START DOCUMENT SECTION
Search code examples
dockerapache-flinkamazon-ecs

Flink resume from externalised checkpoint question


I am using Flink running inside ECS installed from docker-flink. I have enabled externalized checkpoint to AWS S3 via state.checkpoints.dir to S3 in flink-conf.yaml.

Now according to Flink documentation here if we want resume from a checkpoint in case of failure we have to say bin/flink run -s :checkpointMetaDataPath [:runArgs] but I use FLINK_HOME/bin standalone-job.sh start-foreground. So I am not able to figure out how my Flink job would resume from externalized checkpoint in case of failure.

Do we really need to have some config option option of resuming from checkpoint? Can't JM as part of restart strategy automatically read last offsets from state store? I am new to Flink.


Solution

  • The referred Dockerfile alone won't start a Flink job. It will only start a Flink session cluster which is able to execute Flink jobs. The next step is to use bin/flink run to submit a job. Once you have a job, which has enabled checkpointing via StreamExecutionEnvironment.enableCheckpointing, submitted and running it will create checkpoints to the configured location.
END DOCUMENT SECTION
Please reproduce everything in the Flink checkpoint thread from "Search code examples" down to "new to Flink.", word for word.
START INFORMATION GIVEN
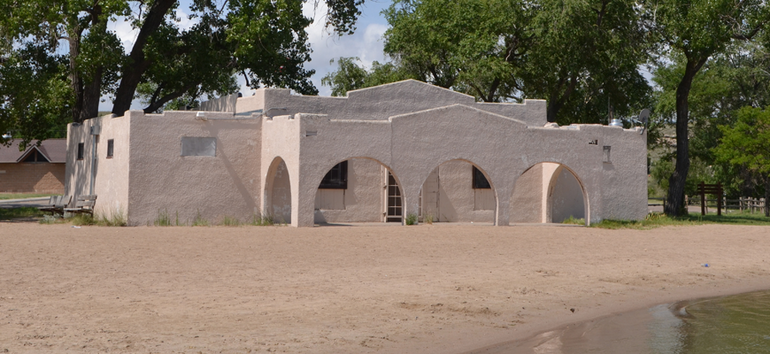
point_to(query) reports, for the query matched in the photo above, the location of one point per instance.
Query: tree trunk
(91, 95)
(767, 196)
(137, 63)
(75, 80)
(92, 88)
(675, 205)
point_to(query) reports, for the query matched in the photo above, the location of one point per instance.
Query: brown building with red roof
(38, 169)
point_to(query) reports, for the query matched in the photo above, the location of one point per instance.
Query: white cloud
(366, 43)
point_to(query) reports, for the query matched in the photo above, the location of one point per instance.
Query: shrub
(163, 219)
(199, 221)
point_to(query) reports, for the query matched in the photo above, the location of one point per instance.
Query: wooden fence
(752, 205)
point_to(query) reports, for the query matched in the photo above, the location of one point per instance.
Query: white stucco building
(376, 155)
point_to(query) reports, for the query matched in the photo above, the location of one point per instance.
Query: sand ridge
(427, 289)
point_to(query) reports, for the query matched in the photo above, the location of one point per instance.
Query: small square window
(336, 178)
(479, 180)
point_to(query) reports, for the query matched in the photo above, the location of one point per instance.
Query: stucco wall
(382, 125)
(362, 201)
(111, 174)
(280, 140)
(566, 197)
(37, 177)
(448, 196)
(163, 181)
(412, 145)
(527, 200)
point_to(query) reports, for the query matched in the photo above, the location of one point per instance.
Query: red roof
(55, 150)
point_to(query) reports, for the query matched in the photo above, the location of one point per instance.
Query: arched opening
(458, 191)
(359, 189)
(548, 192)
(278, 192)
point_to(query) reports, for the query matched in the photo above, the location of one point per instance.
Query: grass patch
(199, 221)
(163, 219)
(23, 212)
(5, 196)
(264, 220)
(82, 220)
(117, 219)
(658, 220)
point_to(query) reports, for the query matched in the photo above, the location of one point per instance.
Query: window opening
(199, 146)
(479, 180)
(336, 178)
(110, 148)
(35, 156)
(395, 208)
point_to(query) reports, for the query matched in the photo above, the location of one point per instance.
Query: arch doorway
(548, 192)
(278, 192)
(359, 189)
(458, 191)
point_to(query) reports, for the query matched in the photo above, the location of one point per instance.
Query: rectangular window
(336, 178)
(199, 146)
(479, 180)
(606, 157)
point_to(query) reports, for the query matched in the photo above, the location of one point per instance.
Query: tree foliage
(696, 31)
(582, 56)
(352, 76)
(263, 40)
(746, 145)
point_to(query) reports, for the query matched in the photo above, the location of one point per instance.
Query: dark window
(336, 178)
(110, 148)
(35, 156)
(199, 146)
(479, 181)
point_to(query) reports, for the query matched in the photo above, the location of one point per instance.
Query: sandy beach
(370, 289)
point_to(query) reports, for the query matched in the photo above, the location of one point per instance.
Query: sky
(366, 43)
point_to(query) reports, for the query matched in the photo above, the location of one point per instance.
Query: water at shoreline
(731, 324)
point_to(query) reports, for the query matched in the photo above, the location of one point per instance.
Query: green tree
(746, 144)
(263, 40)
(352, 76)
(696, 30)
(725, 84)
(582, 56)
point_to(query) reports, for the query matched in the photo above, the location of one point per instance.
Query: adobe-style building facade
(377, 155)
(37, 169)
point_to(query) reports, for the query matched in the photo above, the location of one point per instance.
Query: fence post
(719, 199)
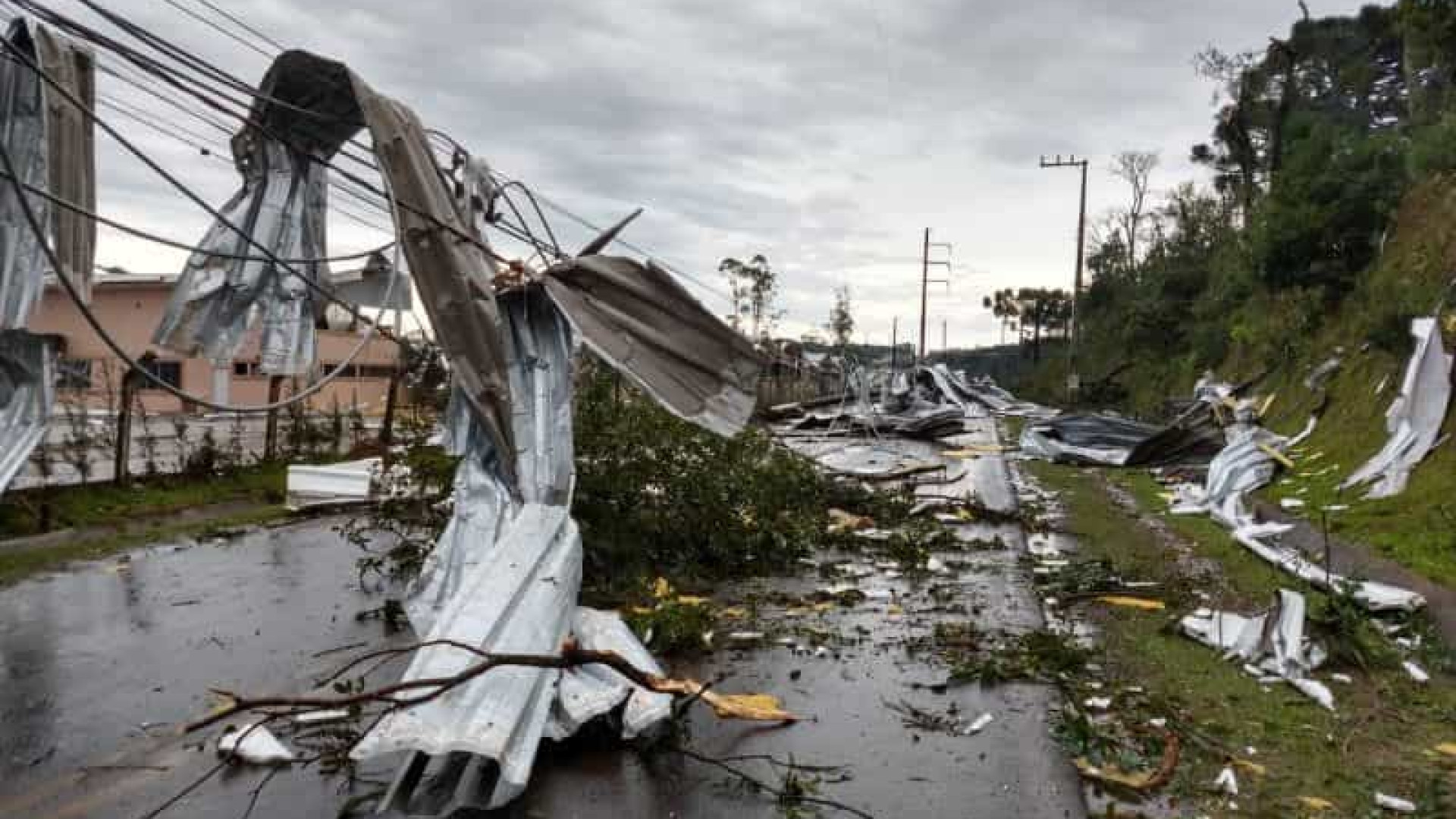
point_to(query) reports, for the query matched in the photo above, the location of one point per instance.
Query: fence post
(121, 463)
(271, 430)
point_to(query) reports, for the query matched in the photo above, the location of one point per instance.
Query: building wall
(130, 311)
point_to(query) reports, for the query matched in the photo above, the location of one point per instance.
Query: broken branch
(419, 691)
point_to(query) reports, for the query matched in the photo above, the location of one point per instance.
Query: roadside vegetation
(1327, 229)
(1292, 758)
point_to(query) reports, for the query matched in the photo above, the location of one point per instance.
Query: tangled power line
(177, 77)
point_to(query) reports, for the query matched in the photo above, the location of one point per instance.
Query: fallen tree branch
(419, 691)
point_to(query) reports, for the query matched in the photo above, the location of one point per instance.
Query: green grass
(17, 564)
(1416, 528)
(1378, 739)
(104, 504)
(109, 519)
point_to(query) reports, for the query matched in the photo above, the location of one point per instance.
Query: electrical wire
(147, 64)
(174, 243)
(66, 93)
(136, 366)
(522, 232)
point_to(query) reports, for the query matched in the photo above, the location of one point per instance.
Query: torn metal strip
(72, 146)
(1414, 419)
(27, 397)
(22, 127)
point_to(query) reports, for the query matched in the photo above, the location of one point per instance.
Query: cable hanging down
(136, 366)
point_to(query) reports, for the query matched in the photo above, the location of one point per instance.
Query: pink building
(130, 306)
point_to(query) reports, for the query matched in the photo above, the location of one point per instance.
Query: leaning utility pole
(1074, 381)
(925, 279)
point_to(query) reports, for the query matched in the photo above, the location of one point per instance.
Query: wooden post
(121, 464)
(386, 428)
(271, 430)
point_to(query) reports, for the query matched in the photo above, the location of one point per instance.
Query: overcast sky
(824, 136)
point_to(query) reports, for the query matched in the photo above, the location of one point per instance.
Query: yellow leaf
(1279, 455)
(1251, 767)
(1133, 602)
(759, 707)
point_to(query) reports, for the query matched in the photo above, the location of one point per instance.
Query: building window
(73, 373)
(168, 372)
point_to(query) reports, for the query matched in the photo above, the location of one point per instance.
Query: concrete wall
(131, 309)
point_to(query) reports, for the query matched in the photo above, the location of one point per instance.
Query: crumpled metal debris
(1085, 439)
(1269, 643)
(1414, 419)
(1245, 465)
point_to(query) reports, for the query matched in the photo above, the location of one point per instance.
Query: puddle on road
(99, 664)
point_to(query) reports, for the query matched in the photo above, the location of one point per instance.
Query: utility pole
(894, 344)
(925, 279)
(1074, 379)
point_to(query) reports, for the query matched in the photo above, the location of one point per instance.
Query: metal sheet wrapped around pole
END INFORMATION GIVEN
### EXERCISE SOLUTION
Search code examples
dockerapache-flinkamazon-ecs

Flink resume from externalised checkpoint question


I am using Flink running inside ECS installed from docker-flink. I have enabled externalized checkpoint to AWS S3 via state.checkpoints.dir to S3 in flink-conf.yaml.

Now according to Flink documentation here if we want resume from a checkpoint in case of failure we have to say bin/flink run -s :checkpointMetaDataPath [:runArgs] but I use FLINK_HOME/bin standalone-job.sh start-foreground. So I am not able to figure out how my Flink job would resume from externalized checkpoint in case of failure.

Do we really need to have some config option option of resuming from checkpoint? Can't JM as part of restart strategy automatically read last offsets from state store? I am new to Flink.